───── TEXT PROVIDED

King David was deeply upset by the event and it is in his reaction that we find some resolution to the stories. He questioned his own motives for bringing the Ark of God down to Jerusalem in the first place. Was it what he wanted or was it something he was doing together with God?
And David was agitated over [the fact] that God had burst forth against Uzza,
And David was fearful of God on that day;
he said: How is it that the Ark of God should come to me?
And David would not remove the Ark of God from him to the City of David 6:8-10)
David halts the proceedings indefinitely and houses the Ark with a Levite family. It is only when he hears of a signal from God that he proceeds with bringing the Ark down to Jerusalem.
It was told to King David, saying: God has blessed the house of Oved-Edom and all that is his, on account of the Ark of God; so David went and brought up the Ark of God from the house of Oved-Edom to the City of David, with rejoicing. (6:12)
David learned that the relationship with God must be mutual. We must hear from God in order to act in a manner that is compassionate and empathic with Him, and look for the openings as they are presented to us in Torah. Every mitsvah is another opportunity to connect with God. Not on our terms but to share with Him and seek a mutuality. To connect with God requires attentiveness, listening and study. We learn to study His words and listen to the world that He created with an open mind and minimal assumptions. Indeed, this is how we learn to connect with others as well.

──────────
───── DATA LINES

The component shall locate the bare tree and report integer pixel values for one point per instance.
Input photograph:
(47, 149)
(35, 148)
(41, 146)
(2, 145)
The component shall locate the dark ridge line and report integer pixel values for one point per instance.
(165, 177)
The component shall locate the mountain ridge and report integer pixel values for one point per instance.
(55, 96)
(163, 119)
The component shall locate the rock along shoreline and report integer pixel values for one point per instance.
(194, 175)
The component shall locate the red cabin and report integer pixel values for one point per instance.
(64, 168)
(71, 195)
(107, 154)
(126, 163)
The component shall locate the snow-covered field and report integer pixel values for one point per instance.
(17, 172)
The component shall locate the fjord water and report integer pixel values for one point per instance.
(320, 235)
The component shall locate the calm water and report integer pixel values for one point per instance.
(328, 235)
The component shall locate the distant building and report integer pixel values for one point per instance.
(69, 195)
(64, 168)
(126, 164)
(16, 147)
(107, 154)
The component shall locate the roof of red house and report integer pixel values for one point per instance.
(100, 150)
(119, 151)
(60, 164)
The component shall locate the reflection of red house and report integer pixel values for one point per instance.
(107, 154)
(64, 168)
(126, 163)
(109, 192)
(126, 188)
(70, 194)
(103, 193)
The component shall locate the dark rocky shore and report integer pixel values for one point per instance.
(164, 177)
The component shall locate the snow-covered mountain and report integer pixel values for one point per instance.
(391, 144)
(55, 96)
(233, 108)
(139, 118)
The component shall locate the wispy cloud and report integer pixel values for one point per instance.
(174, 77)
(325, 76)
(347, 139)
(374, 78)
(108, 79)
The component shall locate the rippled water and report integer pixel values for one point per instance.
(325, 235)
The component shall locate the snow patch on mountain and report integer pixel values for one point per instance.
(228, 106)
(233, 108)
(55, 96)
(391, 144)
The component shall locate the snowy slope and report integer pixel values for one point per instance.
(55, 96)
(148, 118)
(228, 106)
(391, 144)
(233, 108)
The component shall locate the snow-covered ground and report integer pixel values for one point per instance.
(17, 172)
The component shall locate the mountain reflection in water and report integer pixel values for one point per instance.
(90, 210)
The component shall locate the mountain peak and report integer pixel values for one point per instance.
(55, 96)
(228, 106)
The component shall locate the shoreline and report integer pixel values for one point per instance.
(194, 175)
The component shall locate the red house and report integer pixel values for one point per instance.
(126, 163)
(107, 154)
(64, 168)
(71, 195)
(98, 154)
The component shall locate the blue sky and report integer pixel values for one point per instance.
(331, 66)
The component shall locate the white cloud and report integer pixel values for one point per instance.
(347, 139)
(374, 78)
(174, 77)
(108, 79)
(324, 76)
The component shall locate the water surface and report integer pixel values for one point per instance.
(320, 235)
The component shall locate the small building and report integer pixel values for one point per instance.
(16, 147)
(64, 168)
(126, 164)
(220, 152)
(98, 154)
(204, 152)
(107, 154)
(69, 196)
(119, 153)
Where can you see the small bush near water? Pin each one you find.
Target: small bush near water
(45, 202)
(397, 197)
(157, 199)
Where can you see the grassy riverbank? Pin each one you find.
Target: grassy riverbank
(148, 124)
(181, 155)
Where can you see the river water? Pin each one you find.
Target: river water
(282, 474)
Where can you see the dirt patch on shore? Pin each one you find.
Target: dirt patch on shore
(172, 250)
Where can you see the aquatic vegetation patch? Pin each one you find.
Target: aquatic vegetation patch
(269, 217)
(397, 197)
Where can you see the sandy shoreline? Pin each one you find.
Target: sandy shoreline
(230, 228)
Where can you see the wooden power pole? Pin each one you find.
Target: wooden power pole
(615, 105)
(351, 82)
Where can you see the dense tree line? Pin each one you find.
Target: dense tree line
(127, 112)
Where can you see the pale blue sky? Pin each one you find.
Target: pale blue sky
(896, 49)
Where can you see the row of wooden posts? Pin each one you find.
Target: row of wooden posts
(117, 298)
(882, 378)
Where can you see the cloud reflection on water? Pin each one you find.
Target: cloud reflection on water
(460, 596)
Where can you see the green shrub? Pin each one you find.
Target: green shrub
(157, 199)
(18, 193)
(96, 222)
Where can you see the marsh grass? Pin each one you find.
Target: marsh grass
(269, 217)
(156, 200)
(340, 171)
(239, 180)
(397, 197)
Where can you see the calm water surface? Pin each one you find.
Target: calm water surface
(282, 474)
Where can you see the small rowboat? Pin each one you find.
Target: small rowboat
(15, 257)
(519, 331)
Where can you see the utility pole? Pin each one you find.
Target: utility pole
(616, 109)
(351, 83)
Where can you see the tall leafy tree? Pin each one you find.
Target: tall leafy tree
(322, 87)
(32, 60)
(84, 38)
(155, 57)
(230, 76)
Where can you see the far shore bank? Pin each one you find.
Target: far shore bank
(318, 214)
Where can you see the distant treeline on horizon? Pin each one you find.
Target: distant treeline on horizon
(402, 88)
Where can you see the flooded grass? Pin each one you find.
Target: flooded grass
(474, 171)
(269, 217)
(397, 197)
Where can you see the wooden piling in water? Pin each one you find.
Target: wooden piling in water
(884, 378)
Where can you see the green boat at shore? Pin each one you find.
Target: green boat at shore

──────────

> SHORT TASK: Write out the full passage about King David and the Ark of God, word for word.

> RIGHT ANSWER:
King David was deeply upset by the event and it is in his reaction that we find some resolution to the stories. He questioned his own motives for bringing the Ark of God down to Jerusalem in the first place. Was it what he wanted or was it something he was doing together with God?
And David was agitated over [the fact] that God had burst forth against Uzza,
And David was fearful of God on that day;
he said: How is it that the Ark of God should come to me?
And David would not remove the Ark of God from him to the City of David 6:8-10)
David halts the proceedings indefinitely and houses the Ark with a Levite family. It is only when he hears of a signal from God that he proceeds with bringing the Ark down to Jerusalem.
It was told to King David, saying: God has blessed the house of Oved-Edom and all that is his, on account of the Ark of God; so David went and brought up the Ark of God from the house of Oved-Edom to the City of David, with rejoicing. (6:12)
David learned that the relationship with God must be mutual. We must hear from God in order to act in a manner that is compassionate and empathic with Him, and look for the openings as they are presented to us in Torah. Every mitsvah is another opportunity to connect with God. Not on our terms but to share with Him and seek a mutuality. To connect with God requires attentiveness, listening and study. We learn to study His words and listen to the world that He created with an open mind and minimal assumptions. Indeed, this is how we learn to connect with others as well.